■ The problem ■
Update every one of the dataset entries below by replacing "SEARCH_TARGET" with "LABEL_QUERY" wherever it appears, and leave everything else unchanged.

(Dataset entries)
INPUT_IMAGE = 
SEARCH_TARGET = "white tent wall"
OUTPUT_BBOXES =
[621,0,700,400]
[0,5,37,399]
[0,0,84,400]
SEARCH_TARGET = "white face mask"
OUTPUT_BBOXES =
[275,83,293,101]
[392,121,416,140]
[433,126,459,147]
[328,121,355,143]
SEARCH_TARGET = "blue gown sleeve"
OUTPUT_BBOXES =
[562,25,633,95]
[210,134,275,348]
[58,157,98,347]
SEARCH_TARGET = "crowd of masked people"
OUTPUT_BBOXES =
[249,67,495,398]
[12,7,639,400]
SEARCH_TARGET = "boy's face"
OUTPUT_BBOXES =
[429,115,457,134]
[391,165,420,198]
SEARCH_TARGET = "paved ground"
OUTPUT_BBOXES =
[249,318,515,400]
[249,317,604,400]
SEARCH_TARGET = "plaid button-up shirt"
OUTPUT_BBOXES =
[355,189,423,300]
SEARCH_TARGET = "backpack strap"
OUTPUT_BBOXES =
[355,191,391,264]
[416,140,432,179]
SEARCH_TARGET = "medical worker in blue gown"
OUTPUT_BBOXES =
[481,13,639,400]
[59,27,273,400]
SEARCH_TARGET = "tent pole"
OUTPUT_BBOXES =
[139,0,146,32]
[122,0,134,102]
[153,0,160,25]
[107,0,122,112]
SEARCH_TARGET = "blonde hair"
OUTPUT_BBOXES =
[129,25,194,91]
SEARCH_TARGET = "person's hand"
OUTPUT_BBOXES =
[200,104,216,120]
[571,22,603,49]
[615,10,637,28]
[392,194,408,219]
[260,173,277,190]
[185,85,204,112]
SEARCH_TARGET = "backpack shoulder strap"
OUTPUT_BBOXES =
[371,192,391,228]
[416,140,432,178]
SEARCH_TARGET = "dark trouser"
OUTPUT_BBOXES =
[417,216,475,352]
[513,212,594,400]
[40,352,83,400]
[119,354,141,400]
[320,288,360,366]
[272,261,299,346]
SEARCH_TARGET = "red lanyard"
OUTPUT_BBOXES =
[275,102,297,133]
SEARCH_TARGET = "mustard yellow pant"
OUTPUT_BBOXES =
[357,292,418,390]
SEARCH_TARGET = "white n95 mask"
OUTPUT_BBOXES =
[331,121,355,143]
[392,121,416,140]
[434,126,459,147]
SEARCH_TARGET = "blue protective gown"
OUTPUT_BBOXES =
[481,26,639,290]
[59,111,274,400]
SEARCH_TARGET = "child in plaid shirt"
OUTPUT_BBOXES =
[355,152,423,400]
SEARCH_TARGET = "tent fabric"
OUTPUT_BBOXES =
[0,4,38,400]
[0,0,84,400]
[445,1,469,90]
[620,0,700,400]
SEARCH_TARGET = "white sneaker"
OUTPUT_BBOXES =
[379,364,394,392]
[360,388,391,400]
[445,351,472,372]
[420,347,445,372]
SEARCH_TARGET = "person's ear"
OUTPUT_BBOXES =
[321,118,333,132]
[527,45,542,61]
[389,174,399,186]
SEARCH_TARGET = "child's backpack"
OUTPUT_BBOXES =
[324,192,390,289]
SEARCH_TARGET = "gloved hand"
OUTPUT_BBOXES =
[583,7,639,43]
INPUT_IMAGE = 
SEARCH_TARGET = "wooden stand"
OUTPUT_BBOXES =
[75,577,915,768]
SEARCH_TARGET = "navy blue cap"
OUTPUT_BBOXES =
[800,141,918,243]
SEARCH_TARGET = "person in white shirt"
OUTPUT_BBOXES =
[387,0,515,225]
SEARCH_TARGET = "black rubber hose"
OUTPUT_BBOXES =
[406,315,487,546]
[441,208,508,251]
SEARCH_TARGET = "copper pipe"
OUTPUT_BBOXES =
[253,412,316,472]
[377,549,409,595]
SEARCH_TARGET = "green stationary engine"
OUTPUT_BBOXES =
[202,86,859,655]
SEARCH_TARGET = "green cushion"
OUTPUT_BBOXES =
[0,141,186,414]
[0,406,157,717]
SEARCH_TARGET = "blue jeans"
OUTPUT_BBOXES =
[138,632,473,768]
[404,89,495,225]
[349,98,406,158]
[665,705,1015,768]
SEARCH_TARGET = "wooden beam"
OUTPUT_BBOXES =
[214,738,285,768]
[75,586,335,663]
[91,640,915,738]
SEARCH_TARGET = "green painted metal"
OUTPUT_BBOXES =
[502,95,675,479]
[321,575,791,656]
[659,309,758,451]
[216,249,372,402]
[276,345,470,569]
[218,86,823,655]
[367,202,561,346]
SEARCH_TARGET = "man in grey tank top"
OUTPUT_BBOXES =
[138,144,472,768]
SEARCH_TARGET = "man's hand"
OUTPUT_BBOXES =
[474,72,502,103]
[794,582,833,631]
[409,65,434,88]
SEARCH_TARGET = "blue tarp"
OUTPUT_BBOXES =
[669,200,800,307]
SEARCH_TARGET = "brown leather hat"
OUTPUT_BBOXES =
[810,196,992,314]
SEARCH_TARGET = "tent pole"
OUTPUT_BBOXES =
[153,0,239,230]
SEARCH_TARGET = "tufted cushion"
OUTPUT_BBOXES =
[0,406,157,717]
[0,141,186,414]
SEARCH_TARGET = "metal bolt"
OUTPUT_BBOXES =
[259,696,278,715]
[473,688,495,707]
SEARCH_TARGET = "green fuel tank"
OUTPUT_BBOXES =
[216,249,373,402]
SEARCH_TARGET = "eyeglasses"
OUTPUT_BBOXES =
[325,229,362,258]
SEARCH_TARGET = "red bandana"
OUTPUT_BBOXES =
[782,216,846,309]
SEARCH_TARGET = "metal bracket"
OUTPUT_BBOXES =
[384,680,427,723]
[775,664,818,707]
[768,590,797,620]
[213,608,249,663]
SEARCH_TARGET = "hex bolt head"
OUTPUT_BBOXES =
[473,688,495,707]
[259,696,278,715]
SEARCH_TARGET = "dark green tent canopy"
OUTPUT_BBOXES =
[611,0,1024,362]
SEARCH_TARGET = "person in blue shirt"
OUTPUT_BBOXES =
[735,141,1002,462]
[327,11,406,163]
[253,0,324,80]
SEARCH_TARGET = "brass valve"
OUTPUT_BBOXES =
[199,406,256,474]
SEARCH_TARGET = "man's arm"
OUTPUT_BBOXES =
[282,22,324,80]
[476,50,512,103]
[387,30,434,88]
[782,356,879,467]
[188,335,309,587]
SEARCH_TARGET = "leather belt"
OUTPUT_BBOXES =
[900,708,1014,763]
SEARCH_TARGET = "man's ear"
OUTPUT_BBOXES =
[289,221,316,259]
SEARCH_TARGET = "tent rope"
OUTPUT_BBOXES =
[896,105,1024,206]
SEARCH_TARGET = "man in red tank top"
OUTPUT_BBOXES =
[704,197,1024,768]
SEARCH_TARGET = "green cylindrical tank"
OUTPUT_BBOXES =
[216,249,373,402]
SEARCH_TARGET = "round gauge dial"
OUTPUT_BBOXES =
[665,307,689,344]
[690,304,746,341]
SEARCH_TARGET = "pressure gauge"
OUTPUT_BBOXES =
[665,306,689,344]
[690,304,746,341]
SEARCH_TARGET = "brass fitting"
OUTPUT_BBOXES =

■ Solution for this task ■
INPUT_IMAGE = 
LABEL_QUERY = "white tent wall"
OUTPUT_BBOXES =
[621,0,700,400]
[0,5,37,399]
[0,0,84,400]
LABEL_QUERY = "white face mask"
OUTPUT_BBOXES =
[275,83,293,101]
[392,121,416,140]
[433,126,459,147]
[328,121,355,143]
LABEL_QUERY = "blue gown sleeve"
OUTPUT_BBOXES =
[562,25,633,95]
[210,134,275,348]
[58,157,98,347]
LABEL_QUERY = "crowd of masked people"
OUTPUT_BBOXES =
[249,67,495,398]
[12,7,639,400]
LABEL_QUERY = "boy's face"
OUTPUT_BBOXES =
[429,115,457,134]
[391,165,420,198]
LABEL_QUERY = "paved ground"
OUTPUT_BBOXES =
[249,318,515,400]
[249,317,604,400]
LABEL_QUERY = "plaid button-up shirt"
OUTPUT_BBOXES =
[355,189,423,300]
LABEL_QUERY = "backpack strap"
OUTPUT_BBOXES =
[355,191,391,264]
[416,140,432,179]
LABEL_QUERY = "medical worker in blue gown"
OUTPUT_BBOXES =
[481,13,639,400]
[59,27,273,400]
LABEL_QUERY = "tent pole"
OUTPUT_BBOXES =
[139,0,146,32]
[122,0,134,102]
[153,0,160,25]
[107,0,122,112]
LABEL_QUERY = "blonde hair"
OUTPUT_BBOXES =
[129,25,194,91]
LABEL_QUERY = "person's hand"
OUTPUT_BBOXES =
[200,104,216,120]
[571,22,603,49]
[615,10,637,28]
[392,194,408,219]
[260,173,277,190]
[185,85,204,112]
LABEL_QUERY = "backpack shoulder strap"
OUTPUT_BBOXES =
[371,192,391,228]
[416,140,432,178]
LABEL_QUERY = "dark trouser"
OUTPUT_BBOXES =
[417,216,475,352]
[513,212,594,400]
[40,352,83,400]
[119,354,141,400]
[320,288,360,366]
[272,261,299,346]
LABEL_QUERY = "red lanyard"
OUTPUT_BBOXES =
[275,102,297,133]
LABEL_QUERY = "mustard yellow pant"
OUTPUT_BBOXES =
[357,292,418,390]
LABEL_QUERY = "white n95 mask"
OUTPUT_BBOXES =
[331,121,355,143]
[392,121,416,140]
[434,126,459,147]
LABEL_QUERY = "blue protective gown"
OUTPUT_BBOXES =
[481,26,639,290]
[59,111,274,400]
LABEL_QUERY = "child in plaid shirt"
OUTPUT_BBOXES =
[355,152,423,400]
LABEL_QUERY = "tent fabric"
OUTPUT_BBOXES =
[0,4,38,400]
[0,0,84,400]
[445,1,469,90]
[620,0,700,400]
LABEL_QUERY = "white sneaker"
OUTPUT_BBOXES =
[379,364,394,392]
[360,388,391,400]
[445,351,472,372]
[420,347,445,372]
LABEL_QUERY = "person's ear"
OUTPUT_BBOXES =
[321,118,333,132]
[527,45,542,61]
[389,174,399,186]
LABEL_QUERY = "child's backpack"
OUTPUT_BBOXES =
[324,192,390,289]
LABEL_QUERY = "gloved hand"
OUTPUT_BBOXES =
[583,7,639,43]
INPUT_IMAGE = 
LABEL_QUERY = "wooden stand"
OUTPUT_BBOXES =
[75,577,915,768]
LABEL_QUERY = "navy blue cap"
OUTPUT_BBOXES =
[800,141,918,243]
LABEL_QUERY = "person in white shirt"
OUTPUT_BBOXES =
[387,0,515,225]
LABEL_QUERY = "black rubber hose"
OUTPUT_BBOXES =
[406,315,487,546]
[441,208,508,251]
LABEL_QUERY = "copper pipe"
OUTPUT_BBOXES =
[253,412,316,472]
[377,549,409,595]
LABEL_QUERY = "green stationary engine"
OUTPUT_BBOXES =
[202,86,859,655]
LABEL_QUERY = "green cushion"
OUTPUT_BBOXES =
[0,141,186,414]
[0,406,157,717]
LABEL_QUERY = "blue jeans"
OUTPUT_BBOXES =
[138,632,473,768]
[404,89,495,225]
[349,98,406,158]
[665,705,1015,768]
LABEL_QUERY = "wooden beam"
OUTPUT_BBOXES =
[214,738,285,768]
[75,586,335,663]
[91,640,915,738]
LABEL_QUERY = "green painted metal"
OUTPUT_BBOXES =
[502,95,675,479]
[321,575,791,656]
[659,309,758,451]
[216,249,372,402]
[276,345,470,569]
[218,86,823,655]
[367,202,561,346]
LABEL_QUERY = "man in grey tank top"
OUTPUT_BBOXES =
[138,144,472,768]
LABEL_QUERY = "man's hand"
OUTPUT_BBOXES =
[474,72,502,103]
[794,582,833,631]
[409,65,434,88]
LABEL_QUERY = "blue tarp"
OUTPUT_BBOXES =
[669,200,800,307]
LABEL_QUERY = "brown leather hat"
OUTPUT_BBOXES =
[810,196,992,314]
LABEL_QUERY = "tent pole"
OUTPUT_BBOXES =
[153,0,239,230]
LABEL_QUERY = "tufted cushion"
OUTPUT_BBOXES =
[0,406,157,717]
[0,141,186,414]
LABEL_QUERY = "metal bolt"
OUTPUT_BBOXES =
[259,696,278,715]
[473,688,495,707]
LABEL_QUERY = "green fuel tank"
OUTPUT_BBOXES =
[216,249,373,402]
LABEL_QUERY = "eyeglasses"
OUTPUT_BBOXES =
[325,229,362,258]
LABEL_QUERY = "red bandana"
OUTPUT_BBOXES =
[782,216,846,309]
LABEL_QUERY = "metal bracket"
OUTPUT_BBOXES =
[384,680,427,723]
[775,664,818,707]
[768,590,797,620]
[213,608,249,663]
LABEL_QUERY = "hex bolt head"
OUTPUT_BBOXES =
[473,688,495,707]
[259,696,278,715]
LABEL_QUERY = "dark green tent canopy"
OUTPUT_BBOXES =
[611,0,1024,362]
LABEL_QUERY = "person in blue shirt"
OUTPUT_BBOXES =
[735,141,1002,462]
[327,11,406,163]
[253,0,324,80]
LABEL_QUERY = "brass valve"
OUTPUT_BBOXES =
[199,406,256,474]
LABEL_QUERY = "man's arm"
OUTPUT_BBOXES =
[282,22,324,80]
[476,50,512,103]
[387,30,434,88]
[782,356,879,467]
[188,335,309,587]
LABEL_QUERY = "leather belt"
OUTPUT_BBOXES =
[900,708,1014,763]
LABEL_QUERY = "man's ear"
OUTPUT_BBOXES =
[289,221,316,259]
LABEL_QUERY = "tent rope"
OUTPUT_BBOXES =
[896,105,1024,206]
LABEL_QUERY = "man in red tank top"
OUTPUT_BBOXES =
[704,197,1024,768]
LABEL_QUERY = "green cylindrical tank"
OUTPUT_BBOXES =
[216,249,373,402]
LABEL_QUERY = "round gauge dial"
OUTPUT_BBOXES =
[665,307,689,344]
[690,304,746,341]
LABEL_QUERY = "pressure gauge"
OUTPUT_BBOXES =
[665,306,689,344]
[690,304,746,341]
LABEL_QUERY = "brass fitting"
OUTPUT_BBOXES =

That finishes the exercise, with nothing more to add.